_Exercise aim_
What is needed is every line of the material that contains "below".
■ ■ ■ ■ ■
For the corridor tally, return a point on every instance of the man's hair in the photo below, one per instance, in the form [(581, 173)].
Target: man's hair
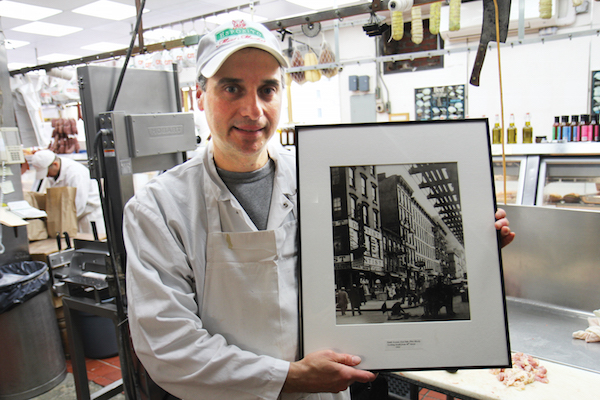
[(202, 80)]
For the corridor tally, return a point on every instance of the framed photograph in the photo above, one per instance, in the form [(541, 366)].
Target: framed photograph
[(399, 258)]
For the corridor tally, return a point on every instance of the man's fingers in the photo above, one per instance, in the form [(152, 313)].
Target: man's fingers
[(346, 359)]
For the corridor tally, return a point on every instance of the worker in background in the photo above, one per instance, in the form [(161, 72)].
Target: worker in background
[(212, 256), (65, 172)]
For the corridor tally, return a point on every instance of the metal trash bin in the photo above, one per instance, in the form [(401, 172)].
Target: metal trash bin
[(33, 360)]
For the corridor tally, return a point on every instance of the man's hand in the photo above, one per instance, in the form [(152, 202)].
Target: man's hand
[(325, 371), (501, 224)]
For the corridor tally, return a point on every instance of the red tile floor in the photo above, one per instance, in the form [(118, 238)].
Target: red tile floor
[(426, 394), (102, 372), (106, 371)]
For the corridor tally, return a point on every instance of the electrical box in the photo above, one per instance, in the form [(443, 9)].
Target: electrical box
[(363, 83), (152, 134), (353, 83)]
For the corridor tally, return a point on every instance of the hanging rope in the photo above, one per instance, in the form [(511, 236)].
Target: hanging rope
[(501, 95)]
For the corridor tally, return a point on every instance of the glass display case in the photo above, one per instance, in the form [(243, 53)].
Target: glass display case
[(569, 182), (553, 174)]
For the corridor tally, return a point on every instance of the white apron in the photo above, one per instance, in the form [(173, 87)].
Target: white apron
[(246, 274)]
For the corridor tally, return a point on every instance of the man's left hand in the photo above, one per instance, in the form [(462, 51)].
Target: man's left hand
[(501, 224)]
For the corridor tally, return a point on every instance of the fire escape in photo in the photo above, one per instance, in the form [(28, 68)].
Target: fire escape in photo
[(441, 180)]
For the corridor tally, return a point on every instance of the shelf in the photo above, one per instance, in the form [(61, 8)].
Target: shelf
[(554, 148)]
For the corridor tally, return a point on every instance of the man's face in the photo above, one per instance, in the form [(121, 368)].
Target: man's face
[(242, 103)]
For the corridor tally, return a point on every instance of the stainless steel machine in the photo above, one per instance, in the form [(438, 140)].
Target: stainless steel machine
[(144, 131)]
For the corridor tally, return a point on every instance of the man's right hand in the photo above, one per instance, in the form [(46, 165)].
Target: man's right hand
[(325, 371)]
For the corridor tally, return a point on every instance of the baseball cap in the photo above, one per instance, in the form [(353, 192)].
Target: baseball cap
[(215, 47), (41, 160)]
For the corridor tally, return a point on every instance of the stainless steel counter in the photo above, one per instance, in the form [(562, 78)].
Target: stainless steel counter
[(545, 331)]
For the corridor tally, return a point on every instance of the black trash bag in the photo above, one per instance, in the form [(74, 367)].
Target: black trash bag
[(20, 282)]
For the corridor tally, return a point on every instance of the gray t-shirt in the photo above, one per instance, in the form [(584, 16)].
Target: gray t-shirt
[(253, 190)]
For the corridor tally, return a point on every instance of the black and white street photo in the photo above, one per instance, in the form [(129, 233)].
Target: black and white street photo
[(398, 244)]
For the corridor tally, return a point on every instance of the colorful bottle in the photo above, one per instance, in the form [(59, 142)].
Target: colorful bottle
[(556, 129), (565, 129), (497, 131), (575, 134), (512, 130), (584, 127), (527, 130), (594, 130)]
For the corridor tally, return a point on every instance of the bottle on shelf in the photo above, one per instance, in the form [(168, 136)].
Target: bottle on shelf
[(584, 127), (512, 130), (594, 131), (556, 129), (575, 134), (527, 130), (497, 131), (565, 129)]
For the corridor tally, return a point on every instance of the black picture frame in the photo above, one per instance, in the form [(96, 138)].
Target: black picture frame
[(401, 171)]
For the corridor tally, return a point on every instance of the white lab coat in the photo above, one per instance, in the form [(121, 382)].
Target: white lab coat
[(167, 226), (87, 198)]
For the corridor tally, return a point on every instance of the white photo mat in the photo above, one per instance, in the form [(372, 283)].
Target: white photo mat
[(481, 341)]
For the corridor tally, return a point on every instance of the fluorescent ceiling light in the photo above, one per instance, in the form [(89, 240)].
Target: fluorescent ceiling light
[(14, 44), (108, 10), (104, 46), (54, 57), (15, 66), (44, 28), (234, 15), (162, 34), (322, 4), (12, 9)]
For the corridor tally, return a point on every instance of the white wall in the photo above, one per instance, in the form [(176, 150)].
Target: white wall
[(544, 79)]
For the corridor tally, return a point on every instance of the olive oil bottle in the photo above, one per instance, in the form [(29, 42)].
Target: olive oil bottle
[(497, 132), (527, 130), (512, 130)]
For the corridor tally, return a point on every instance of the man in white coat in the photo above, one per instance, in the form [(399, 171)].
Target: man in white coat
[(212, 283), (62, 172)]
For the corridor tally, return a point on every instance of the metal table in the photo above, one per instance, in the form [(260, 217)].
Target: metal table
[(541, 330)]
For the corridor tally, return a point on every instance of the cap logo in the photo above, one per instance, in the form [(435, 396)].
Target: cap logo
[(239, 32)]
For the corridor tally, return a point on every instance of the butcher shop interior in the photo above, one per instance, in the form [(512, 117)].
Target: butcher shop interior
[(285, 199)]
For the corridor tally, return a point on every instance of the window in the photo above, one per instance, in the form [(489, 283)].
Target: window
[(363, 185), (374, 192)]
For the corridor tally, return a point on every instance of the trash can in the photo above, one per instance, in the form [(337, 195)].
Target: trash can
[(33, 360)]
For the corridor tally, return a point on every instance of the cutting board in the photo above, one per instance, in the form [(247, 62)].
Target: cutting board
[(565, 383)]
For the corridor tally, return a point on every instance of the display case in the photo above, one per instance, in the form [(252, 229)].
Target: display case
[(569, 182), (565, 175)]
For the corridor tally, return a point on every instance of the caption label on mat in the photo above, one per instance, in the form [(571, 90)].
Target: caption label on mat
[(406, 344)]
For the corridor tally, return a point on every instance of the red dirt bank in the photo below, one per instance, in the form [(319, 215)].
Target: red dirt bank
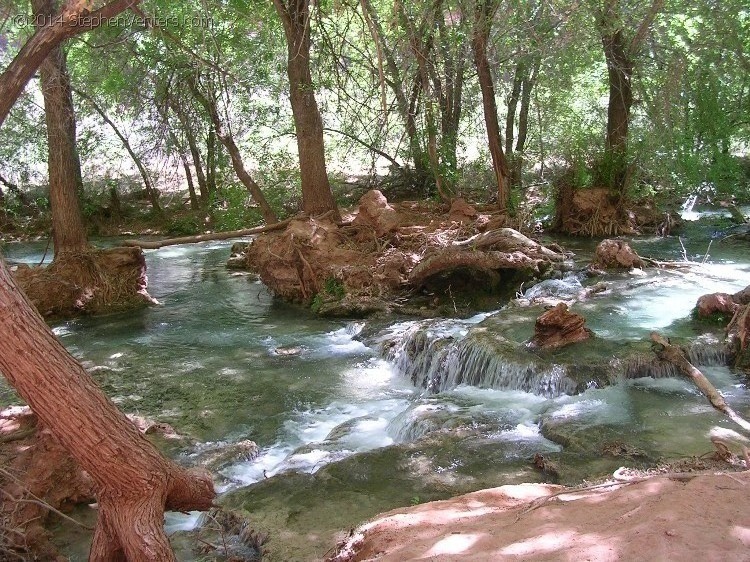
[(683, 517)]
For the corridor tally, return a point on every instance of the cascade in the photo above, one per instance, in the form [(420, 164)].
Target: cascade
[(437, 362)]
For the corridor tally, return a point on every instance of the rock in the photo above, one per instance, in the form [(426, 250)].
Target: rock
[(375, 211), (716, 303), (559, 327), (291, 351), (222, 455), (616, 254), (461, 211)]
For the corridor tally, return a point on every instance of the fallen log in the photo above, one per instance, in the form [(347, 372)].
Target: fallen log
[(147, 245), (676, 356)]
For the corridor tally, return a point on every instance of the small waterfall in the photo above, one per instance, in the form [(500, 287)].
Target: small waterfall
[(686, 211), (438, 363)]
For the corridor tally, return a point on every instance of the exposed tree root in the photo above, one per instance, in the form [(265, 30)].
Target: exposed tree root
[(390, 250), (89, 282)]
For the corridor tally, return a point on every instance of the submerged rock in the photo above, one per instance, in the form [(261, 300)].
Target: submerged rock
[(616, 254), (559, 327)]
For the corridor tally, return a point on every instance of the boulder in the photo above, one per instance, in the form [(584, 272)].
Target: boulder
[(559, 327), (376, 212), (616, 254), (716, 303)]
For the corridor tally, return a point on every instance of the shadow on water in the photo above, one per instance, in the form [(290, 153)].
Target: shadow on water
[(348, 428)]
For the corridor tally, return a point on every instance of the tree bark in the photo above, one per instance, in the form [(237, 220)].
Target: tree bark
[(483, 15), (194, 153), (151, 192), (65, 184), (45, 39), (396, 84), (134, 483), (620, 55), (675, 355), (226, 138), (195, 239), (317, 197)]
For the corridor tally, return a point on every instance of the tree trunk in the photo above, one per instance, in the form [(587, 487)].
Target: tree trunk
[(45, 38), (226, 138), (194, 203), (396, 84), (483, 16), (211, 159), (134, 483), (619, 73), (68, 232), (620, 54), (317, 197), (151, 192), (194, 153), (523, 84)]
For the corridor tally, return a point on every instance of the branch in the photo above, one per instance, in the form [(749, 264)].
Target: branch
[(68, 24), (675, 355), (363, 143), (643, 29), (146, 245)]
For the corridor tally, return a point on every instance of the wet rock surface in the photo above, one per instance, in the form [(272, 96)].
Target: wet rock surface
[(616, 254), (559, 327)]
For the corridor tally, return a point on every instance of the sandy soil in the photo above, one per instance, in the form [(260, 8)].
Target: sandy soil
[(683, 517)]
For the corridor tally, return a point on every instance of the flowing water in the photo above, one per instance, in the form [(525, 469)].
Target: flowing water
[(353, 419)]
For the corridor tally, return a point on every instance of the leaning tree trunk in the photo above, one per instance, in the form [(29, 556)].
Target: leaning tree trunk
[(151, 191), (482, 24), (317, 197), (227, 139), (68, 232), (134, 482), (65, 25)]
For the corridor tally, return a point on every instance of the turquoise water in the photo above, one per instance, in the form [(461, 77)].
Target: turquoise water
[(212, 360)]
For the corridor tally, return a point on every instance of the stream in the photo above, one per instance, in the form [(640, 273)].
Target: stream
[(355, 418)]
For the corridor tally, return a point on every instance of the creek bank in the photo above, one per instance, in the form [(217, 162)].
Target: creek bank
[(399, 257), (91, 282), (545, 522)]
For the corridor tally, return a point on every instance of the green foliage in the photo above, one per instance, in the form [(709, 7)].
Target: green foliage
[(183, 225), (232, 209)]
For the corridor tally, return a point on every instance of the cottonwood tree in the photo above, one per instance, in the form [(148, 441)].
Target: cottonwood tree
[(134, 482), (317, 197), (484, 14), (621, 44)]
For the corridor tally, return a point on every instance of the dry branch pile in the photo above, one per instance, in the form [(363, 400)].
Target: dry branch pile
[(89, 282), (391, 251)]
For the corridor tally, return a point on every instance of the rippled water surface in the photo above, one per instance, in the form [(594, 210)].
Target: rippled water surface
[(222, 361)]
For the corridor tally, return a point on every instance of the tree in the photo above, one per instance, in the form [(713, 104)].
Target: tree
[(317, 197), (135, 484), (63, 164), (620, 52), (484, 13)]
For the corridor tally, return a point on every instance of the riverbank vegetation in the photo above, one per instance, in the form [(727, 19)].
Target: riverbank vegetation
[(388, 158)]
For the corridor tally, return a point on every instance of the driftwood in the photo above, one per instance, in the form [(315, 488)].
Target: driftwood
[(452, 259), (676, 356), (146, 245), (509, 240)]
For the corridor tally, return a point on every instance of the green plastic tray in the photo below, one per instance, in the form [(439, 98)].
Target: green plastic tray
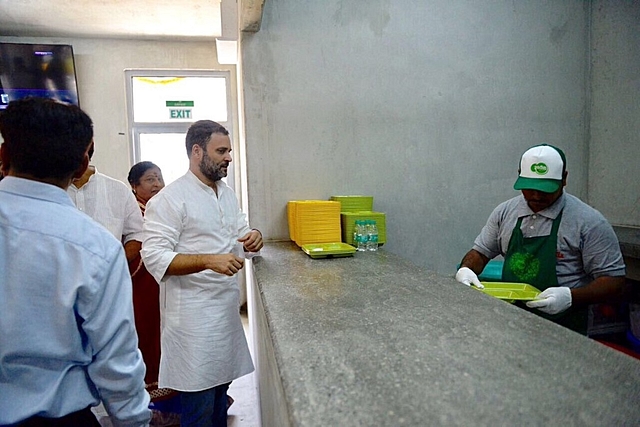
[(510, 292), (328, 250)]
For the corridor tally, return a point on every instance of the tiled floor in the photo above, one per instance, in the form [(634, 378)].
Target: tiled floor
[(245, 411)]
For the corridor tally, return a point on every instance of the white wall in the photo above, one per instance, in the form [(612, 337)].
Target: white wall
[(425, 104), (614, 166), (100, 65)]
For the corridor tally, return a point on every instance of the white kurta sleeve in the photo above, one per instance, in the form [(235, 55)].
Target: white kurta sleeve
[(132, 227), (162, 228)]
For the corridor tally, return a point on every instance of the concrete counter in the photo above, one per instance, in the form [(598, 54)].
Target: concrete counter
[(373, 340)]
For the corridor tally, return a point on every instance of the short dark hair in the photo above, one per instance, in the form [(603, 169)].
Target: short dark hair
[(200, 132), (45, 138), (137, 170)]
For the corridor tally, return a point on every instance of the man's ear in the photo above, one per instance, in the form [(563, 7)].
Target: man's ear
[(83, 167)]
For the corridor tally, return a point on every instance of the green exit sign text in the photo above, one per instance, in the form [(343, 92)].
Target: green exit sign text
[(179, 103), (180, 113)]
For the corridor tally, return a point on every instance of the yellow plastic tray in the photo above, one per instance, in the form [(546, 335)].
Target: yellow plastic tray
[(328, 250), (510, 292)]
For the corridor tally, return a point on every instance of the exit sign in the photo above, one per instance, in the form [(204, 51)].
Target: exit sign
[(179, 103), (181, 113)]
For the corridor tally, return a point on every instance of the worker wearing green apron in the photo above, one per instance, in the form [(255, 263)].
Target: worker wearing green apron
[(552, 241)]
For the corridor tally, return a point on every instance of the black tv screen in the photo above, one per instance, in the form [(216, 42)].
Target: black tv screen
[(42, 70)]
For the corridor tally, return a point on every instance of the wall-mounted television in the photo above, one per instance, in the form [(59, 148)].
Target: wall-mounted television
[(42, 70)]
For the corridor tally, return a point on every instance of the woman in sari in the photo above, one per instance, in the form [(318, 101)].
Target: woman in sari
[(146, 181)]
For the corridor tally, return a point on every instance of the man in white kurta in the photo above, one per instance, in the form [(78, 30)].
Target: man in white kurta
[(195, 237), (112, 204)]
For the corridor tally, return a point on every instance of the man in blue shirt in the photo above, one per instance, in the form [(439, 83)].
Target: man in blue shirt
[(68, 339)]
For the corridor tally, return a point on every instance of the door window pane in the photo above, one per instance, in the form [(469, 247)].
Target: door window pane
[(168, 151), (179, 99)]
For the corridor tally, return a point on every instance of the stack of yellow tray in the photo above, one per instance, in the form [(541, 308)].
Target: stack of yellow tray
[(314, 221), (348, 221)]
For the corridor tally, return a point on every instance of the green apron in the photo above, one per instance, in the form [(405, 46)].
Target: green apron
[(532, 260)]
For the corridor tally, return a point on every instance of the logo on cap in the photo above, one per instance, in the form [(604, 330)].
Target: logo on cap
■ ■ ■ ■ ■
_Reply_
For the corridor tally, return a point on every instance of the man's hair in the photo below, one per instance, in the form [(581, 173)].
For the corridor tally, return a point on every instance of the red dirt bank in the photo below, one per instance, in the form [(319, 215)].
For the corridor tally, return a point on every instance of the green plastic tray in the photo below, one per instance, in the form [(439, 98)].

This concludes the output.